Recorded data
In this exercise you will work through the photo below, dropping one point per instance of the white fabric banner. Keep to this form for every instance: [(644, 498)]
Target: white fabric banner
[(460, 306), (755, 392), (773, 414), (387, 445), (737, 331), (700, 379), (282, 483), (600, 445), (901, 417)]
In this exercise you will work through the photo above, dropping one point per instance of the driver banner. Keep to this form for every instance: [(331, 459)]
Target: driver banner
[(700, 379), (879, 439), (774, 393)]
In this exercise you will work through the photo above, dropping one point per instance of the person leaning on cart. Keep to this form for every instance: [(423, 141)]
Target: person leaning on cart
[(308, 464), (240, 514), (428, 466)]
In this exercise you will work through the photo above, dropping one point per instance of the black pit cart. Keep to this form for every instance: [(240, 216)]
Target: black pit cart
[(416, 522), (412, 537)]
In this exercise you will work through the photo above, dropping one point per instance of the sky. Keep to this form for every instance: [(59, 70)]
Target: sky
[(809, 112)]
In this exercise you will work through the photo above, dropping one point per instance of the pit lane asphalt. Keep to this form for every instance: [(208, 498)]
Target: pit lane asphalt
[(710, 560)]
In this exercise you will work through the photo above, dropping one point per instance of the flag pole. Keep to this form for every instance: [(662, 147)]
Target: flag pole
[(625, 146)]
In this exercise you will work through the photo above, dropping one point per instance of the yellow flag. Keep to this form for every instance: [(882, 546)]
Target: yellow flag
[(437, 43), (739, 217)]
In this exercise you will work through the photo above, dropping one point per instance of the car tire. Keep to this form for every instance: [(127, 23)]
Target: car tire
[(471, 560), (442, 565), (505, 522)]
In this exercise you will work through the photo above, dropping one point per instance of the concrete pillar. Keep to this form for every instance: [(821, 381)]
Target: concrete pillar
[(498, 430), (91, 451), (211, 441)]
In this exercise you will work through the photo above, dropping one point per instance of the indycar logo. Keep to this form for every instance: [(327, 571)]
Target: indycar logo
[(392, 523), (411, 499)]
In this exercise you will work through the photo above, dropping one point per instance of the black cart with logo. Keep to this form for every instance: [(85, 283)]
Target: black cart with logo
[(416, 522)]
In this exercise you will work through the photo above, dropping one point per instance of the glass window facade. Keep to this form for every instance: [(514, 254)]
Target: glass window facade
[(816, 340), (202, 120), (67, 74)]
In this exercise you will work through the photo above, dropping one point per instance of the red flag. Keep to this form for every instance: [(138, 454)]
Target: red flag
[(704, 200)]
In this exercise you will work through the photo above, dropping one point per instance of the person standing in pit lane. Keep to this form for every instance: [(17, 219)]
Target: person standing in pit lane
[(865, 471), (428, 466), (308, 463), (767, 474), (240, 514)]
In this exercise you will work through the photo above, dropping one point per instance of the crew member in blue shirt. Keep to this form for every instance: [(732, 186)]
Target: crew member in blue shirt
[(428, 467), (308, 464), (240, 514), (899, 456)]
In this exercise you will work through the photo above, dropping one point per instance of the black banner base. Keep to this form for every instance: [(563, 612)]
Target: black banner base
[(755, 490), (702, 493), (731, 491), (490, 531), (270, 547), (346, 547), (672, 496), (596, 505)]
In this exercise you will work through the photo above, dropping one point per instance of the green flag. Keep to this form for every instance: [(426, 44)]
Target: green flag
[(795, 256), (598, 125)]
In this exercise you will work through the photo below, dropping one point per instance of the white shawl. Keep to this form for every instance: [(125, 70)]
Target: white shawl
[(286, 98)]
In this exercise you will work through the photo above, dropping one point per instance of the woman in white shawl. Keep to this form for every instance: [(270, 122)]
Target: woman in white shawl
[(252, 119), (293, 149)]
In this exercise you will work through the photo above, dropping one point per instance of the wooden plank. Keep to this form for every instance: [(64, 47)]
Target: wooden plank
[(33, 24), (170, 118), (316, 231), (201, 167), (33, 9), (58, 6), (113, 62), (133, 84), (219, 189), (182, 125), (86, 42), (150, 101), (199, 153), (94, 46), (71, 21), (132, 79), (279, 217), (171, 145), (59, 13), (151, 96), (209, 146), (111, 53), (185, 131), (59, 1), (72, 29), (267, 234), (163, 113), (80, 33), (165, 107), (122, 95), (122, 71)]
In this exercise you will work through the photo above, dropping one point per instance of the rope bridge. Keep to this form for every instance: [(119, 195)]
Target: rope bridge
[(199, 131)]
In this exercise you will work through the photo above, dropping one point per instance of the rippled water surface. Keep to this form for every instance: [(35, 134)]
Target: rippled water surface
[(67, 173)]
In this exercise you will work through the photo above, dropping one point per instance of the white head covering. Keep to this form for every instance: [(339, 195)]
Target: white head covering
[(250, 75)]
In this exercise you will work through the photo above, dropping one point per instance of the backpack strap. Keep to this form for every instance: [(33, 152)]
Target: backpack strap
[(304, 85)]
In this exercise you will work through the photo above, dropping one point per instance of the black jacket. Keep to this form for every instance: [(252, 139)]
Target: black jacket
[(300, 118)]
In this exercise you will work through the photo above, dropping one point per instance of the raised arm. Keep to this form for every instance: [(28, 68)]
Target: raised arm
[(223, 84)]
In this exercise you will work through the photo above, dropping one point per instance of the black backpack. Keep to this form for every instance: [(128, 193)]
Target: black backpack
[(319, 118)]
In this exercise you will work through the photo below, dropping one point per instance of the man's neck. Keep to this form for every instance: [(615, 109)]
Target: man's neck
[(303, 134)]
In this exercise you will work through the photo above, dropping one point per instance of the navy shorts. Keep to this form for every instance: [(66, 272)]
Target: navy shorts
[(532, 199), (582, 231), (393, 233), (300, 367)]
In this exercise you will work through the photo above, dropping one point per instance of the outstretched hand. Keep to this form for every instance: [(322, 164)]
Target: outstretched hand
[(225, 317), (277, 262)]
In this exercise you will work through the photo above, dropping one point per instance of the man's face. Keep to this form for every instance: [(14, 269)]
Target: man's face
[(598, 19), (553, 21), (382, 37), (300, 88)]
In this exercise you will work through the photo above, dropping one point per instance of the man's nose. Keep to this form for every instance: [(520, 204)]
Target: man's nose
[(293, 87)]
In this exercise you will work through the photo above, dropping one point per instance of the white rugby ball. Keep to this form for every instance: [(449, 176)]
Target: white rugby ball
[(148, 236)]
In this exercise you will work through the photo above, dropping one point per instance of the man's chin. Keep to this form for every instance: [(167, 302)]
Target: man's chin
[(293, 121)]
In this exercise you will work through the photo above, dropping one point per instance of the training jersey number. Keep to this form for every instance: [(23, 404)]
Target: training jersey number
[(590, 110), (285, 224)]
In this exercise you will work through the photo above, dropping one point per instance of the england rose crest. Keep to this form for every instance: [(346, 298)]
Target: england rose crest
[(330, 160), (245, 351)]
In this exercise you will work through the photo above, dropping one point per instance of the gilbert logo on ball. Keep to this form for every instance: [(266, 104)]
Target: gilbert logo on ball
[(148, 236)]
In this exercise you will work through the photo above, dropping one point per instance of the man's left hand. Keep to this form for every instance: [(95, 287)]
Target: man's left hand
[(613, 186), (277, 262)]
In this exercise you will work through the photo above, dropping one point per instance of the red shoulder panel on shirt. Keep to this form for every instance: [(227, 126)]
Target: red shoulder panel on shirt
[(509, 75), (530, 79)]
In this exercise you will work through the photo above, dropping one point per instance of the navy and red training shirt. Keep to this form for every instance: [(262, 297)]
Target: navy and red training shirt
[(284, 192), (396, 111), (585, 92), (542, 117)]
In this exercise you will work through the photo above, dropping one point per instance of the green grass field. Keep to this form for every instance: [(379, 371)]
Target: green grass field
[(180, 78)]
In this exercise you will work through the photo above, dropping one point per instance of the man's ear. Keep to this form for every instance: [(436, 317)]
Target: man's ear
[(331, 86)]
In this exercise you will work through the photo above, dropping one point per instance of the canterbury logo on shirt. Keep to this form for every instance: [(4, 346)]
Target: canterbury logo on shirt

Exercise: Return every item above word for word, changing nothing.

Output for this task:
In this exercise you will work through the photo below, dropping one point per instance of the white fabric banner. Keep to this form for every instance: [(644, 498)]
Target: white fabric banner
[(460, 306), (755, 392), (773, 414), (387, 445), (737, 331), (700, 379), (282, 483), (600, 445), (901, 417)]
In this exercise you will work through the photo above, dropping one point per instance of the driver banner. Keep to this form for every instance: [(331, 459)]
Target: driver banner
[(700, 379), (879, 439), (774, 393)]
In this exercise you will work through the photo above, dropping one point per instance of the person leaning on cart. Keep to this form for every instance: [(423, 141)]
Target: person leaning on cart
[(308, 464), (240, 514), (428, 466)]
In this exercise you will work through the photo above, dropping one point per instance of the black pit cart. Keep to this form for every instance: [(240, 216)]
Target: black pit cart
[(416, 522), (412, 537)]
In this exercise you will work through the photo above, dropping one point per instance of the sky. Keep to this form for every instance: [(59, 70)]
Target: sky
[(809, 112)]
In this exercise you will work through the photo above, dropping one point per instance of the pit lane asphalt. Keep to this form for every instance: [(208, 498)]
Target: pit lane asphalt
[(710, 560)]
In this exercise you will work through the photo above, dropping one point per instance of the flag pole. Keep to this form for every instance: [(662, 147)]
Target: flag pole
[(625, 146)]
In this exercise you will work through the photo above, dropping one point per instance of the yellow flag. Keep to this form for every instance: [(882, 546)]
Target: yellow flag
[(437, 43), (739, 217)]
In this exercise you will work through the photo above, dropping one point per instance of the car tire. Keep to this form for every instance: [(127, 23)]
Target: car tire
[(471, 560), (442, 565), (505, 522)]
In this exercise you will work through the photo above, dropping one point per instance of the concrete pillar. Keep to this form for every instance: [(821, 381)]
Target: concrete pillar
[(498, 430), (91, 451), (211, 441)]
In this exercise you will work through the photo above, dropping one point per instance of the indycar logo. Keep to this form for every instance: [(327, 571)]
Target: indycar logo
[(392, 523), (411, 499)]
In this exercise you will work through the photo above, dropping one point per instance of the black cart with logo. Keep to this form for every instance: [(85, 283)]
Target: black cart with logo
[(416, 522)]
In this exercise you will work through the photo above, dropping one point per instance of the glass window facade. Keep to this form for every instance: [(514, 254)]
Target: glass window facade
[(816, 340), (202, 120), (67, 74)]
In this exercise you will work through the photo above, dropping one point per instance of the red flag. Keep to this form for every instance: [(138, 454)]
Target: red flag
[(704, 200)]
In this exercise you will work through the photo above, dropping one point per instance of the person standing in pit lane. Keep to this form for every instance: [(17, 219)]
Target: person standing in pit lane
[(865, 471), (428, 466), (308, 463), (767, 474), (240, 514)]
In this exercise you will work through the photo above, dropping one point per instance of the crew member in blue shirt. Keep to this form for every instance: [(732, 186)]
Target: crew member in blue shirt
[(428, 467), (308, 464), (240, 514), (899, 456)]
In this exercise you will work through the photo above, dropping one point per instance of the black banner base. Keep to this form for every instance: [(563, 612)]
Target: black banner base
[(755, 490), (702, 493), (731, 491), (490, 531), (270, 547), (346, 547), (672, 496), (596, 505)]
In this exercise you will work through the photo above, dropping one point per instance of the green flag. Keep to this form for every instance: [(426, 44)]
Target: green flag
[(795, 256), (598, 125)]
In this exercise you will work through the photo below, dropping one point per instance of the white shawl. Keep to this form for every instance: [(125, 70)]
Target: white shawl
[(286, 98)]
In this exercise you will work through the photo above, dropping one point per instance of the woman in white shawl. Keep to this form for every instance: [(270, 122)]
Target: woman in white shawl
[(252, 119), (293, 149)]
In this exercise you will work through the photo above, dropping one point per instance of the wooden plank. Keep to this form for every instance: [(64, 47)]
Target: wooden plank
[(33, 24), (170, 118), (316, 231), (201, 167), (33, 9), (58, 6), (113, 62), (133, 84), (219, 189), (182, 125), (86, 42), (150, 101), (199, 153), (94, 46), (71, 21), (132, 79), (279, 217), (171, 145), (59, 13), (151, 96), (209, 146), (111, 53), (185, 131), (59, 1), (72, 29), (267, 234), (163, 113), (80, 33), (165, 107), (122, 95), (122, 71)]
In this exercise you will work through the photo above, dropping one point per instance of the rope bridge. Keep to this form for every instance: [(119, 195)]
Target: rope bridge
[(199, 131)]
In this exercise you will work through the photo above, dropping one point per instance of the rippled water surface. Keep to this form for every instance: [(35, 134)]
Target: rippled water surface
[(67, 173)]
In this exercise you will work through the photo above, dropping one point per instance of the white head covering. Keep to this form for every instance: [(339, 195)]
Target: white head covering
[(250, 75)]
In this exercise you will work through the photo above, dropping one point per instance of the backpack strap. Keep to this form for every instance: [(33, 152)]
Target: backpack strap
[(304, 85)]
In this exercise you will work through the photo above, dropping one point per instance of the black jacket. Keep to this form for every instance: [(252, 139)]
Target: black jacket
[(300, 118)]
In this exercise you will work through the photo above, dropping one point per instance of the raised arm. Keep to this form for every instance: [(28, 68)]
Target: raised arm
[(223, 84)]
In this exercise you will work through the photo above, dropping one point per instance of the black backpack. Keep to this form for every instance: [(128, 193)]
Target: black backpack
[(319, 118)]
In this exercise you will work through the photo below, dropping one point per instance of the man's neck. Keep to this form for every instance: [(615, 109)]
Target: man's neck
[(303, 134)]
In this exercise you will work through the photo above, dropping one point per instance of the navy shorts. Keep to this form for every instance: [(66, 272)]
Target: navy shorts
[(532, 199), (582, 231), (393, 233), (300, 367)]
In this exercise you will work through the photo above, dropping one point per instance of the outstretched hand. Keep to this form for every instance: [(322, 164)]
Target: outstretched hand
[(225, 317), (277, 262)]
In this exercise you will work through the photo above, dropping one point per instance of the man's face. Keep to this form for every instance: [(14, 269)]
Target: man's face
[(598, 19), (553, 21), (382, 37), (300, 88)]
In this exercise you will work through the photo above, dropping one point per instance of the man's nose. Keep to this form for every instance: [(520, 204)]
Target: man's nose
[(293, 87)]
In this exercise you will work through the photo above, dropping one point per instance of the white rugby ball. Keep to this form for every instance: [(449, 176)]
Target: white rugby ball
[(148, 236)]
In this exercise you will work through the photo above, dropping one point per instance of the man's chin. Keep to this form for every instance: [(167, 302)]
Target: man's chin
[(293, 121)]
In this exercise you will work through the photo above, dropping one point per instance of the training jersey number. Keep to this form for every instance: [(23, 404)]
Target: training jersey number
[(590, 110), (285, 224)]
In this exercise you will work through the photo above, dropping one point per instance of the england rose crest. Keep to this form for every instance: [(346, 298)]
Target: england rose crest
[(330, 160), (245, 351)]
In this exercise you will work through the photo above, dropping one point per instance of the gilbert logo on ball. Keep to this form for every instance: [(266, 104)]
Target: gilbert logo on ball
[(148, 236)]
In this exercise you will work through the photo above, dropping one point per instance of the man's left hand. Keep to this form for every instance: [(95, 287)]
Target: man's left hand
[(613, 186), (277, 262)]
In this exercise you will work through the photo above, dropping one point per instance of the red shoulder panel on shirt. Keep to this form for every instance: [(227, 126)]
Target: red shoulder panel on shirt
[(509, 75), (530, 79)]
In this exercise you will work through the photo above, dropping one point per instance of the navy and red training shirt. Keep to this form for every instance: [(262, 297)]
Target: navy and red training shirt
[(284, 192), (396, 111), (585, 92), (542, 117)]
In this exercise you will work through the photo above, dropping one point per instance of the green grass field. Keep to this form for every instance: [(379, 371)]
Target: green grass field
[(180, 78)]
In this exercise you will work through the photo above, dropping one point per instance of the man's ear. Keep to this form for every instance: [(436, 317)]
Target: man's ear
[(331, 86)]
In this exercise you will work through the photo above, dropping one point per instance of the canterbury logo on shirt. Keep to this form for every instance: [(4, 346)]
Target: canterbury logo on shirt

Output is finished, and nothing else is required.